» **Work to complete**
Repeat the records below exactly, line for line.

» **Given information**
------------------------------------

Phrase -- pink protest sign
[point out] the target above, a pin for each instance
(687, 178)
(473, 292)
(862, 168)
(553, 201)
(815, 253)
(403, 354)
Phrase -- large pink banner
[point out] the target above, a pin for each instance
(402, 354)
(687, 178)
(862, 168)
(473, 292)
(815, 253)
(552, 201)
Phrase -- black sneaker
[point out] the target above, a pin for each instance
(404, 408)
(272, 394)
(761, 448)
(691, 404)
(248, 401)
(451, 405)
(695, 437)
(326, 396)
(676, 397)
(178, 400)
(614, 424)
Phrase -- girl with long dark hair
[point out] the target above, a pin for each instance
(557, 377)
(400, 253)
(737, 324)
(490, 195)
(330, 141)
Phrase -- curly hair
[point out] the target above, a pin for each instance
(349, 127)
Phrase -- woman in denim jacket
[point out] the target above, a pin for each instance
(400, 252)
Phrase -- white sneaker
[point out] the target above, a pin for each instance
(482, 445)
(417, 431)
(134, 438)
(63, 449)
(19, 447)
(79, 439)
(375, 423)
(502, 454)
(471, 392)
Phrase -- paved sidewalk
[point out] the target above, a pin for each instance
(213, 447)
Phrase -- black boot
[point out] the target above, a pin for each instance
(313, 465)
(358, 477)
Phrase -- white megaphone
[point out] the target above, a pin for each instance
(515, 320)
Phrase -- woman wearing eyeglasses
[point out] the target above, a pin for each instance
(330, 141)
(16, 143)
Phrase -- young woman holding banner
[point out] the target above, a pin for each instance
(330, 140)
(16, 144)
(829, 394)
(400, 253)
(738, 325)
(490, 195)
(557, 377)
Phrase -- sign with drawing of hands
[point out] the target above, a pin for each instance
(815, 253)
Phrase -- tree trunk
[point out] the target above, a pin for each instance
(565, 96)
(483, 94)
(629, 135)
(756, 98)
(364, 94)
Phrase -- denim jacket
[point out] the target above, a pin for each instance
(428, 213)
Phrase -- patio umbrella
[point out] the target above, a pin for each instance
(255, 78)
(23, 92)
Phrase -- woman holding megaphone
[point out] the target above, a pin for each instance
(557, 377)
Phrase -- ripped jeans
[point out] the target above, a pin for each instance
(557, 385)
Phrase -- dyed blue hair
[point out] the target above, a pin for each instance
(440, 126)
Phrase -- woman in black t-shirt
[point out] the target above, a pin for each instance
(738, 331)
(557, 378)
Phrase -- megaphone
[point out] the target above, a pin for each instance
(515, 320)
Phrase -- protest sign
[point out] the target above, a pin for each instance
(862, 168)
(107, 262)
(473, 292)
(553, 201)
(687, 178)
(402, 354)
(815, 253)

------------------------------------

» **Reply**
Phrase -- pink protest sign
[point out] the target above, a pin for each instance
(687, 178)
(473, 292)
(862, 168)
(553, 201)
(815, 253)
(403, 354)
Phrase -- large pink banner
[point out] the target above, a pin for each instance
(402, 354)
(687, 178)
(862, 168)
(473, 292)
(815, 253)
(552, 201)
Phrase -- black sneaker
[point out] the target above, a pin for each instance
(404, 408)
(272, 394)
(761, 448)
(691, 404)
(248, 401)
(451, 405)
(695, 437)
(326, 396)
(676, 397)
(178, 400)
(614, 424)
Phrase -- girl with long dark hair
[point out] the target above, a pin for each instance
(557, 377)
(400, 253)
(737, 324)
(490, 195)
(330, 141)
Phrase -- curly hair
[point out] the target above, a pin for each instance
(349, 127)
Phrase -- woman in denim jacket
[point out] the target above, a pin for each instance
(400, 252)
Phrase -- white sneaker
[point out] the target above, a pin for each instance
(482, 445)
(417, 431)
(134, 438)
(63, 449)
(19, 447)
(79, 439)
(375, 423)
(502, 454)
(471, 392)
Phrase -- paved sidewalk
[point out] the target above, a pin for each instance
(213, 447)
Phrase -- black boot
[point out] the target above, a pin for each instance
(313, 465)
(358, 477)
Phrase -- white megaphone
[point out] the target above, a pin for each instance
(515, 320)
Phrase -- woman wearing eyeglasses
[point out] the target above, a pin for each instance
(330, 141)
(16, 143)
Phrase -- young woman holding banner
[point out] the target above, a pin for each instance
(330, 140)
(16, 144)
(829, 394)
(400, 253)
(738, 325)
(490, 195)
(557, 377)
Phrase -- sign with drawing of hands
[point out] the target above, a pin for each instance
(815, 253)
Phrase -- tree trunk
[point out] the target above, a pin for each instance
(565, 96)
(483, 94)
(629, 135)
(756, 98)
(364, 94)
Phrase -- denim jacket
[point out] the target above, a pin for each instance
(428, 213)
Phrase -- patio umbrella
[point out] the target above, a pin for each instance
(255, 78)
(23, 92)
Phrase -- woman holding megaphone
[point out] the target above, a pin for each instance
(557, 377)
Phrase -- ripped jeans
[point out] the target above, a pin for each instance
(557, 385)
Phrase -- dyed blue hair
[point out] the target above, a pin for each instance
(440, 126)
Phrase -- woman in black t-shirt
[point out] the target above, a pin for each instance
(738, 331)
(557, 378)
Phrase -- megaphone
[point out] the target above, a pin for each instance
(515, 320)
Phrase -- protest sign
[point out] the target above, a pin for each instance
(862, 168)
(107, 262)
(473, 292)
(553, 201)
(687, 178)
(402, 354)
(815, 253)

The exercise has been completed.